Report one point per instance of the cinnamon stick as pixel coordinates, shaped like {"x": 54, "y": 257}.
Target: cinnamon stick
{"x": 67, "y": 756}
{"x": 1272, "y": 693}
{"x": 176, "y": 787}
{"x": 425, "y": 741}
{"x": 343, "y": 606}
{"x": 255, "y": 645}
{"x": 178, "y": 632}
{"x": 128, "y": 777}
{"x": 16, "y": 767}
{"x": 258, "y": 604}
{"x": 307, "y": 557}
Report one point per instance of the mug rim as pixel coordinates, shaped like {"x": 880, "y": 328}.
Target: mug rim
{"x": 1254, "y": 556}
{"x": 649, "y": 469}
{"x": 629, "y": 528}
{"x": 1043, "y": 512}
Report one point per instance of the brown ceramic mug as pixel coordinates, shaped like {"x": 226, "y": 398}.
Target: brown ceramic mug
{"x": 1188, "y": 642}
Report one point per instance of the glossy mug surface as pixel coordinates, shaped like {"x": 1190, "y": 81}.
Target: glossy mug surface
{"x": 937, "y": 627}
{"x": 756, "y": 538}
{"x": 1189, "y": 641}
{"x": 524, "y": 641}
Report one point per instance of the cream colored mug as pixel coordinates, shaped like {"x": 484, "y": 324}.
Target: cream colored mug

_ _ _ _ _

THE TASK
Count each line of the material that includes the string "cream", then give only the total.

ANSWER SPACE
2